[Begin Materials provided]
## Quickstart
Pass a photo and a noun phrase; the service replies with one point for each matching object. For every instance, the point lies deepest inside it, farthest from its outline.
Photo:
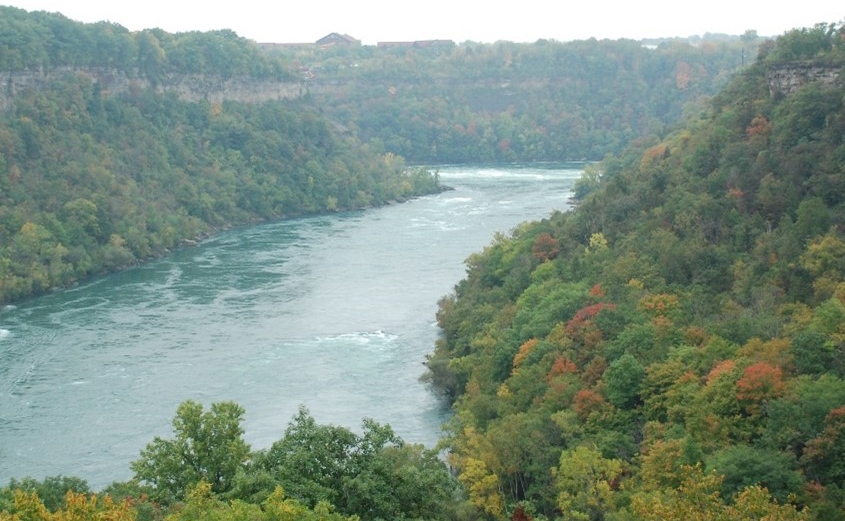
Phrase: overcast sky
(372, 21)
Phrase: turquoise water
(335, 313)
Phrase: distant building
(337, 39)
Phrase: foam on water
(335, 313)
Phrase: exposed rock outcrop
(190, 87)
(786, 79)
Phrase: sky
(373, 21)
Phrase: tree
(208, 446)
(375, 475)
(698, 499)
(586, 482)
(623, 378)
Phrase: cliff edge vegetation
(673, 347)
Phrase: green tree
(586, 482)
(207, 446)
(623, 378)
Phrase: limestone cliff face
(187, 87)
(786, 79)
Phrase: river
(335, 313)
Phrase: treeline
(206, 471)
(672, 348)
(504, 102)
(91, 182)
(34, 40)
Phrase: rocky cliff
(187, 87)
(786, 79)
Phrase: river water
(335, 313)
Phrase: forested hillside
(92, 182)
(673, 348)
(546, 101)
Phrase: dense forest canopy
(547, 101)
(671, 348)
(93, 182)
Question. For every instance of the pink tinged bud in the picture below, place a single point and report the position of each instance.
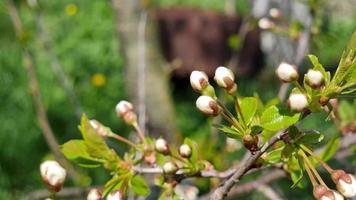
(265, 23)
(94, 194)
(170, 168)
(225, 78)
(53, 175)
(314, 78)
(208, 105)
(161, 146)
(199, 80)
(115, 195)
(124, 109)
(185, 151)
(297, 102)
(275, 13)
(346, 185)
(99, 128)
(287, 72)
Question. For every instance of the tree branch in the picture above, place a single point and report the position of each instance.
(224, 188)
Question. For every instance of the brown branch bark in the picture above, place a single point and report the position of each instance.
(36, 95)
(224, 188)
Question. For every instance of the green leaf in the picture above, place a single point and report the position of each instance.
(330, 149)
(275, 119)
(95, 144)
(274, 156)
(76, 150)
(194, 157)
(248, 108)
(139, 186)
(231, 132)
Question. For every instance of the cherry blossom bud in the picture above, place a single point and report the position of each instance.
(275, 13)
(314, 78)
(199, 80)
(170, 168)
(287, 72)
(115, 195)
(208, 105)
(99, 128)
(161, 146)
(94, 194)
(124, 109)
(265, 23)
(297, 102)
(322, 193)
(345, 183)
(225, 78)
(185, 151)
(53, 175)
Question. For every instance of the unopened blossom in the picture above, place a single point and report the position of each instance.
[End Materials provided]
Instruction » Change every "instance" to "occurrence" in all of the rows above, leaving the rest of the wording unchanged. Leave the pictures out of your version.

Result of this exercise »
## Quickstart
Pass a photo and a noun phrase; the service replies with one point for each matching object. For every occurrence, the point lies deepest inside it, farthest from its outline.
Photo:
Phrase: overcast sky
(372, 21)
Phrase: turquoise water
(335, 313)
Phrase: distant building
(337, 39)
Phrase: foam on water
(335, 313)
Phrase: exposed rock outcrop
(190, 87)
(786, 79)
Phrase: sky
(373, 21)
Phrase: tree
(208, 446)
(375, 475)
(698, 499)
(586, 482)
(623, 378)
Phrase: cliff edge vegetation
(673, 347)
Phrase: green tree
(586, 482)
(207, 446)
(623, 378)
Phrase: limestone cliff face
(187, 87)
(786, 79)
Phrase: river
(335, 313)
Phrase: treeline
(206, 471)
(672, 348)
(504, 102)
(91, 182)
(34, 40)
Phrase: rocky cliff
(187, 87)
(786, 79)
Phrase: river water
(335, 313)
Phrase: forested hillside
(92, 182)
(673, 348)
(546, 101)
Phrase: dense forest canopy
(547, 101)
(671, 348)
(93, 182)
Question. For every occurrence of the pink tinged bud in the picture below, place a single point and report the position of each occurrence.
(265, 23)
(94, 194)
(170, 168)
(225, 78)
(53, 175)
(314, 78)
(208, 105)
(161, 146)
(199, 80)
(115, 195)
(124, 109)
(185, 151)
(297, 102)
(275, 13)
(346, 185)
(99, 128)
(287, 72)
Question. For every occurrence of the tree branch in the picture above, place a single point and report the position of each occurrence.
(224, 188)
Question. For every occurrence of the brown branch bark in the picture above, place a single point and report the position of each occurrence.
(36, 95)
(224, 188)
Question. For every occurrence of the green leaf in the picture above, place a single point and report the position of each occurrence.
(330, 149)
(275, 119)
(95, 144)
(274, 156)
(76, 150)
(194, 157)
(248, 108)
(139, 186)
(231, 132)
Question. For every occurrence of the cherry blossom bud in the picture above, place a single point and report the position of each occurrence.
(275, 13)
(314, 78)
(199, 80)
(170, 168)
(287, 72)
(115, 195)
(208, 105)
(99, 128)
(161, 146)
(94, 194)
(124, 109)
(265, 23)
(297, 102)
(322, 193)
(345, 183)
(225, 78)
(185, 151)
(53, 175)
Question. For every occurrence of the unopened blossom in the picture above, place a single point and report the position of each occurrence.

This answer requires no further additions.